*SET TASKS*.
a - In the post about TJLC, whose writing does the author say makes literature fans talk like the OED?
b - Carry on the post about TJLC from its last sentence.

*DOCUMENT SEGMENT*.
======

Basically she’s saying that TJLC is harmful and only serves to fetishise male homosexuality and glorify the writers, to which I say:
oh. there you have it.
OK, that’s what I got out of it too…. in the most pretentious language possible with an oh-so-clever zombie reference at the end to show they are really cool after all.
I have decided if it’s not worth putting out there in clear, accessible language, it’s not worth my reading it.
She’s saying three things, in language so heavily peppered with the jargon of literary criticism that, yes, it becomes exclusionary and elitist (accidentally, I assume, since this sort of thing isn’t usually mid0nz’s style. Barthes does this to litgeeks; you take a hit of him and suddenly you’re talking like the OED).
Anyway, her basic argument is that we don’t need Moftiss to have johnlock, and why should we care that much what the writers think? And she makes three points to support that.
1: That relying on the authors to make johnlock real in the show is harmful in the sense that it plays into patriarchy by putting the (male) writers of the show in a god-like position over their story, and framing us (fandom, women consumers of the story) as supplicants hanging upon their whim.
2: That in fandom, even though we like to think (and hopefully try to) use fanworks to re-imagine the world as a more egalitarian, inclusive place, we do have a tendency to repeat the sins of our culture in our fanworks. (E.g. point #1.)
3: That the argument people tend to come back with after points #1 and #2 are made is, “Yes, that’s fine, but we still need johnlock to be real because we need representation.” And she’s saying that’s BS, because “homosexuality” the fandom construct is not really the same animal as homosexuality as real human people live it.
These are all good points, so far as they go, but they don’t really go very far.
1 is old hat when it comes to feminist lit theory.

======

*DATA SECTION*.
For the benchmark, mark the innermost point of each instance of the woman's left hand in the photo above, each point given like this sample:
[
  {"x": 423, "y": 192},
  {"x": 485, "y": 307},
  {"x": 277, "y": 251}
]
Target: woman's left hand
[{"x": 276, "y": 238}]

======

*EXPECTED OUTPUTS*.
a - Barthes

b -
2 is perfectly true, and something we just need to keep working on. But relating to “the Author is dead,” it’s not really relevant here. ”The Author is Dead” means that the author’s Word of God interpretation of their own story doesn’t matter any more than anybody else’s does. For example, Rowling can say Dumbledore is gay and that Hermione should’ve married Harry till she’s blue in the face, but since she didn’t write it into the text, nobody has to buy into it unless they want to.
But the authors are still the ones writing the story to begin with. We can and do and will continue to love and write the idea of johnlock whether it ends up actually being played out in the series or not. But the only way for it to be actually explicit in the series is if the creators put it there.
3 is, I think, the most interesting and important point here, and is worth talking about a whole lot more, because there is a tension between queerness as a fandom construct and what we use it for vs. queerness as a thing some people actually live.
But in this particular argument, it’s again not relevant, because even if you want to argue that all us straight chicks are in it for the fandom slash version of queerness (which we can get through fandom and don’t need in the show itself), you can’t just dismiss all the actually queer people in fandom who are cheering for johnlock because media representation really is important to their real-life queer lives.